• _The exercise_:
Locate every line in the records below that contains the string "written", matching case exactly, and copy each of those lines.

• _Data items_:
--- begin ---

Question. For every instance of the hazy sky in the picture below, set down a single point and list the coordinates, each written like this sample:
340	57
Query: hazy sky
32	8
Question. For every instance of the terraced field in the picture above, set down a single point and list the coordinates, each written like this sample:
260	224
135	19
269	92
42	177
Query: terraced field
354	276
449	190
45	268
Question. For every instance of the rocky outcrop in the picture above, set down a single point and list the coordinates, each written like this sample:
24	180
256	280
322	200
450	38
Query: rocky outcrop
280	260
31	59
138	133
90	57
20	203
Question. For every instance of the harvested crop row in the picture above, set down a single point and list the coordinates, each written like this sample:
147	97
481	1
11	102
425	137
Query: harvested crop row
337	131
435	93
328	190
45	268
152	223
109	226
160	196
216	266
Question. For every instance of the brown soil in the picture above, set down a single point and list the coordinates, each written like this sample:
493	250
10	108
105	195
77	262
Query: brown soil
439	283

--- end ---
--- begin ---

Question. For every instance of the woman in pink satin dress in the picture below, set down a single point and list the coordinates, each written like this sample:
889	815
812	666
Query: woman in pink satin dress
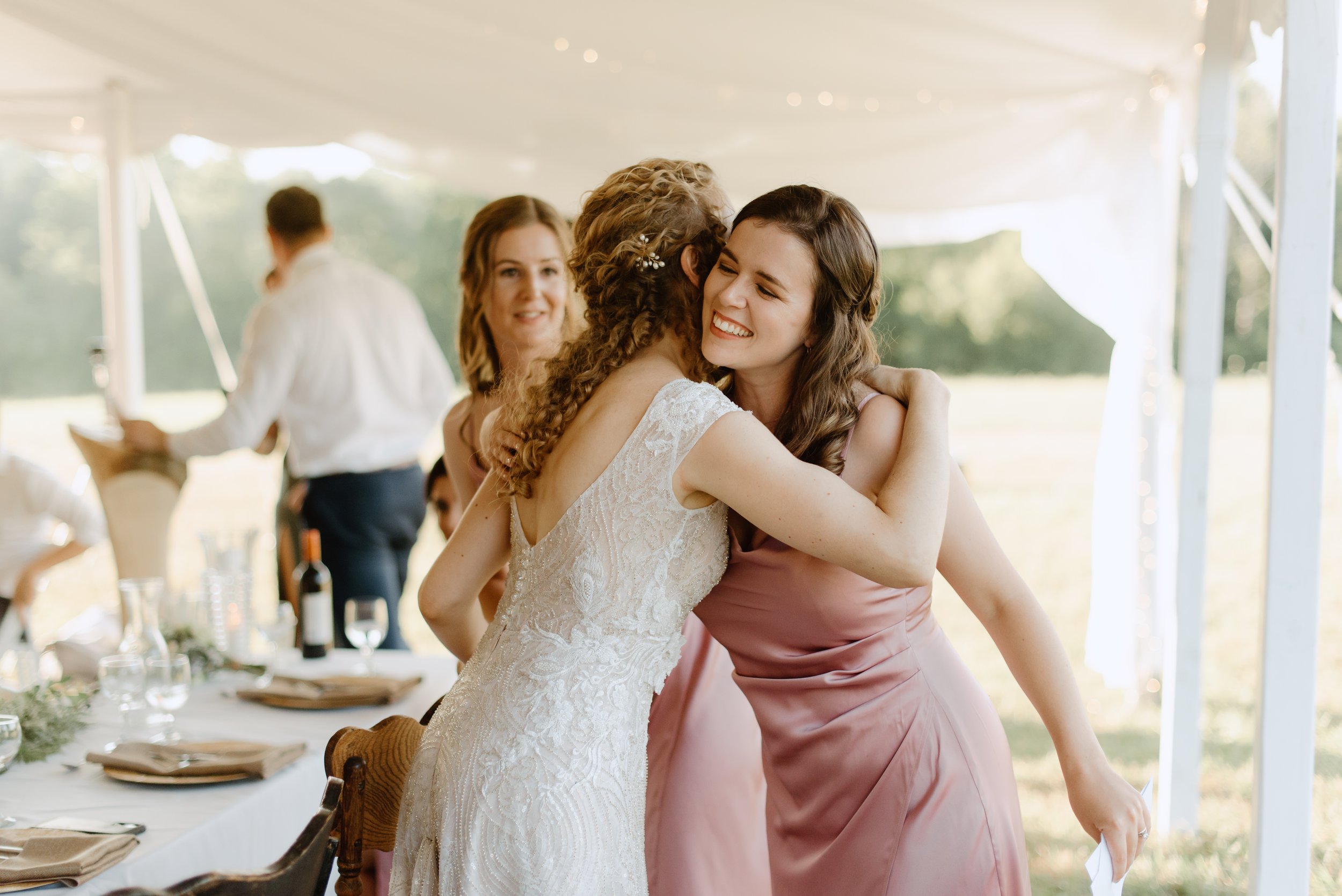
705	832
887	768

--- end ---

• _Result below_:
Question. For every instance of the hazy sky in the picture below, set down a single point and list the coordinates, each written like this sample:
Question. For every instance of the terraced field in the picture above, set down a single point and list the coordinates, each written like this sample:
Question. For every instance of the rocky outcrop in the picture above, set down a single point and list the coordinates, each written like this sample:
Question. For every instance of the harvested crop row in the picture above, set down a single point and list the coordinates, each written like this sample:
Question. For every instance of the brown soil in the picture above, set down a single point and list the coordinates, each written like this sample:
Question. For every instance of the woman in pink satin dress in the picture below, set down a single point and list the coordinates, each written like this sample:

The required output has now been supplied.